Data entries
━━━━
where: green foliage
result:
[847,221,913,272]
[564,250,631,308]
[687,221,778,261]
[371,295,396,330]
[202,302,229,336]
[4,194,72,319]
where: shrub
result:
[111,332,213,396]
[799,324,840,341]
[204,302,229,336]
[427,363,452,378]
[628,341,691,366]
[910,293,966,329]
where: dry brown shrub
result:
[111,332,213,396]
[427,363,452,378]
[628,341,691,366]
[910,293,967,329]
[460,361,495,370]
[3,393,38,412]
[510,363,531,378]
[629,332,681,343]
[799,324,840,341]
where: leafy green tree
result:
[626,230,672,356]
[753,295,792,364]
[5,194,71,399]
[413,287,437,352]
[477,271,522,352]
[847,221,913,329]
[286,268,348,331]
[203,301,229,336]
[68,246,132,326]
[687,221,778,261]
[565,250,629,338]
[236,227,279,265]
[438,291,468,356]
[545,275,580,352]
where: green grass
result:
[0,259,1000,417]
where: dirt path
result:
━━━━
- WHAT YOU ARE ASKED TO DO -
Please convert the data entries above into a Markdown table with the columns Number and Record line, numbering each non-blank line of every entry in order and omitting blank lines.

- SOLUTION FOR THIS TASK -
| Number | Record line |
|---|---|
| 1 | where: green foliage |
| 2 | result: |
| 3 | [847,221,913,272] |
| 4 | [564,250,631,308] |
| 5 | [687,221,778,261] |
| 6 | [371,295,396,330] |
| 7 | [202,302,229,336] |
| 8 | [4,194,72,319] |
| 9 | where: shrub |
| 10 | result: |
| 11 | [111,332,213,396] |
| 12 | [799,324,840,341] |
| 13 | [204,302,229,336] |
| 14 | [427,363,452,378] |
| 15 | [628,341,691,366] |
| 16 | [910,293,966,329] |
| 17 | where: dry brown shrub |
| 18 | result: |
| 19 | [111,332,213,396] |
| 20 | [427,363,452,378] |
| 21 | [628,341,691,366] |
| 22 | [910,293,967,329] |
| 23 | [460,361,495,370] |
| 24 | [3,393,38,412] |
| 25 | [510,363,531,378] |
| 26 | [629,332,681,343] |
| 27 | [799,324,840,341] |
| 28 | where: leafy green tree |
| 29 | result: |
| 30 | [626,230,672,356] |
| 31 | [753,295,792,364] |
| 32 | [5,194,71,399] |
| 33 | [413,287,437,352] |
| 34 | [477,271,522,352] |
| 35 | [847,221,913,329] |
| 36 | [286,268,348,331] |
| 37 | [203,301,229,336] |
| 38 | [68,246,132,326] |
| 39 | [687,221,778,261] |
| 40 | [565,250,629,338] |
| 41 | [236,227,279,265] |
| 42 | [438,291,468,356] |
| 43 | [545,275,580,352] |
| 44 | where: green grass |
| 45 | result: |
| 46 | [0,259,1000,417] |
| 47 | where: dirt path |
| 48 | result: |